# A bottle of wine + a night



## Feeling-Lonely

Hello, has anyone experienced this?

I am happily married my husband is great in a lot of ways. When I met him I knew that he does consume more alcohol than me by far. I've never noticed any negative effect on him so I wasn't worried. 

He is in his early 30's and has a physically demanding job so he is in good shape. I am worried though that this drinking is going to effect his health in a long term. He hasn't gone to check up in couple of years but he feels great and doesn't think there is anything wrong with his lifestyle. 

His father has had a similar lifestyle and is 65 this year and is just fine. 

Does this depend on an individual? Can you live like this for the rest of your life without serious consequences? 

Have you experienced this or similar situation?


----------



## Ms. GP

There is such a thing as just being a heavy drinker. The heavy drinker and the alcoholic have similar drinking patterns but the the heavy drinker can stop with sufficient cause. (Health problems etc..) The alcoholic can not at least not without help.
_Posted via Mobile Device_


----------



## arbitrator

*My XW was a somewhat heavy drinker ~ with a daily regimen of 2-3 Smirnof Ice's in the early afternoon, 2/3 bottle of Beringer's White Zinfindel in the early evening, and capped off between 9PM and bedtime(2AM) with 3 12-16 oz. glasses of Bailey's Irish Creme.

And she claimed not to be an alcoholic. Go figure!*


----------



## Feeling-Lonely

arbitrator said:


> *My XW was a somewhat heavy drinker ~ with a daily regimen of 2-3 Smirnof Ice's in the early afternoon, 2/3 bottle of Beringer's White Zinfindel in the early evening, and capped off between 9PM and bedtime(2AM) with 3 12-16 oz. glasses of Bailey's Irish Creme.
> 
> And she claimed not to be an alcoholic. Go figure!*


Wow, that is a lot! 

I guess he is just a heavy drinker, and very well functioning there are some men that don't drink but still can't get their act together.

I feel lucky to have him, drinking or not.


----------



## Cosmos

It sounds like he's either a high functioning alcoholic or a very heavy drinker. Whether he can stop or not will determine which...

Either way, his drinking needs addressing because so much alcohol will be damaging his body. Also, in time, it's my guess it will impact on his work and your marriage.

:: Records ::
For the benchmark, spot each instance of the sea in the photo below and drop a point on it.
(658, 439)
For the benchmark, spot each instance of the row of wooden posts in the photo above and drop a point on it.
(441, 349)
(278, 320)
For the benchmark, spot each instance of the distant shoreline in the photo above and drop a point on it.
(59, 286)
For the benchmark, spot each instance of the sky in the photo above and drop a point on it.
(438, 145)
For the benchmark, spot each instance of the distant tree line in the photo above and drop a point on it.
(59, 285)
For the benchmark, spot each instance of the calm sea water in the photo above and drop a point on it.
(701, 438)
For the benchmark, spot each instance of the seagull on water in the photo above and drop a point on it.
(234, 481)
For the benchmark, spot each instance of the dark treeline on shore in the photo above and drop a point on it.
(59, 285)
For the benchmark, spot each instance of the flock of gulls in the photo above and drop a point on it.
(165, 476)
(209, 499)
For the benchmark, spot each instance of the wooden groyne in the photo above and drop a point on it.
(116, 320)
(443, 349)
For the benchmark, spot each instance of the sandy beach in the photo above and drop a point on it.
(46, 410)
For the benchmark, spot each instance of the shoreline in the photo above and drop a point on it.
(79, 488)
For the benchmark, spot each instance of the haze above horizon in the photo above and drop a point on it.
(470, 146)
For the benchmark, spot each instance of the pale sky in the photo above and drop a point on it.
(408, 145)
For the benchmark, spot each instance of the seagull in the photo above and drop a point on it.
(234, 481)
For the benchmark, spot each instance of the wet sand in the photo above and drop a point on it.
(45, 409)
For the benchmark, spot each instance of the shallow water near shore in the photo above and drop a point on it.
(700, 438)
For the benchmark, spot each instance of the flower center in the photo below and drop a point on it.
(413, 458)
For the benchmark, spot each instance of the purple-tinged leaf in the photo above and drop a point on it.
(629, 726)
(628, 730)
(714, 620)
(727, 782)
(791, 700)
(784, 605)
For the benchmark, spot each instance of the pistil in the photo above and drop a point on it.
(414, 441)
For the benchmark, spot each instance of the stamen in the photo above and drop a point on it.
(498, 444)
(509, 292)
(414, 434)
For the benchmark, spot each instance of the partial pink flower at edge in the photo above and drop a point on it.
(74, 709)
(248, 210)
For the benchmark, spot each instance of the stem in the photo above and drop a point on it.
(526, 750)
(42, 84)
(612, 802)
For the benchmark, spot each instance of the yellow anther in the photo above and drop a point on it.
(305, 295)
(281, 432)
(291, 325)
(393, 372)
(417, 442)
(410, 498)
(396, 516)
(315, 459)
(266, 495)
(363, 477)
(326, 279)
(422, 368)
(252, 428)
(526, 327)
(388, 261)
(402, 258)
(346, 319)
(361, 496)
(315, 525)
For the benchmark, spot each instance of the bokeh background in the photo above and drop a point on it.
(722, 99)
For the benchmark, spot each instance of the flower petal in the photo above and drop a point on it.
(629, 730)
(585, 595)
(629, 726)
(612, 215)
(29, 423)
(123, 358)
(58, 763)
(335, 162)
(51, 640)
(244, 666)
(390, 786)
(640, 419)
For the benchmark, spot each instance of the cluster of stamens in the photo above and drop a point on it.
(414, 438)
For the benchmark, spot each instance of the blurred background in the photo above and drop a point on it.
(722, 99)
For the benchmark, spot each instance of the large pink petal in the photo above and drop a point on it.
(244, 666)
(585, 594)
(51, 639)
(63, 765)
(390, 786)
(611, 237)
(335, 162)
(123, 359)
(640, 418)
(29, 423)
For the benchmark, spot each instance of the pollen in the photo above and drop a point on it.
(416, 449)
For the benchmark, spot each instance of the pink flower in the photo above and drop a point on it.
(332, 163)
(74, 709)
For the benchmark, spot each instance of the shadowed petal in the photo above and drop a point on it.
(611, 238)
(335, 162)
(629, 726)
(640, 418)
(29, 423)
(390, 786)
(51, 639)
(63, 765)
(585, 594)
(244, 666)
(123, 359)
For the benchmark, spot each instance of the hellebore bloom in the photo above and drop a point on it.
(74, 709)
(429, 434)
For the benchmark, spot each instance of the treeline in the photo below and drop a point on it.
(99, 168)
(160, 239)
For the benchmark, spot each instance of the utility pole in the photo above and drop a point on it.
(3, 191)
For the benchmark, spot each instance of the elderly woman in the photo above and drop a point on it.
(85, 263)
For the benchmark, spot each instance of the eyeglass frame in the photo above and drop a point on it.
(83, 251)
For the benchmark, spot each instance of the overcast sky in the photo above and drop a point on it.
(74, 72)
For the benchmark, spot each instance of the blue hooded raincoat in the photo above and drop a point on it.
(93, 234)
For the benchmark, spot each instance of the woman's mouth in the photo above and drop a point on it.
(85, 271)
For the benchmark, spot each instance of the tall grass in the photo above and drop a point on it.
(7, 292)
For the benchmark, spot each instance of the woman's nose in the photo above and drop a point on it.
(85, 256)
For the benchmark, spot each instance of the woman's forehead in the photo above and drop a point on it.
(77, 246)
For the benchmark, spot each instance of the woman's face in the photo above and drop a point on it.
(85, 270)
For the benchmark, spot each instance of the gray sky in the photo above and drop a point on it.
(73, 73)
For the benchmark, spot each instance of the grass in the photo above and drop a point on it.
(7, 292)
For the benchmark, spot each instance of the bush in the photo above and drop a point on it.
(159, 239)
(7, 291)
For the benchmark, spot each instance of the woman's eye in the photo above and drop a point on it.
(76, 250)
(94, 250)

:: Work to complete ::
a) Reproduce everything in the thread about a husband's drinking from "He is in his" down to "or similar situation?".
b) In the thread about a husband's drinking, how old is the husband's father this year?

:: Solutions per task ::
a)
He is in his early 30's and has a physically demanding job so he is in good shape. I am worried though that this drinking is going to effect his health in a long term. He hasn't gone to check up in couple of years but he feels great and doesn't think there is anything wrong with his lifestyle. 

His father has had a similar lifestyle and is 65 this year and is just fine. 

Does this depend on an individual? Can you live like this for the rest of your life without serious consequences? 

Have you experienced this or similar situation?

b) He is 65 this year.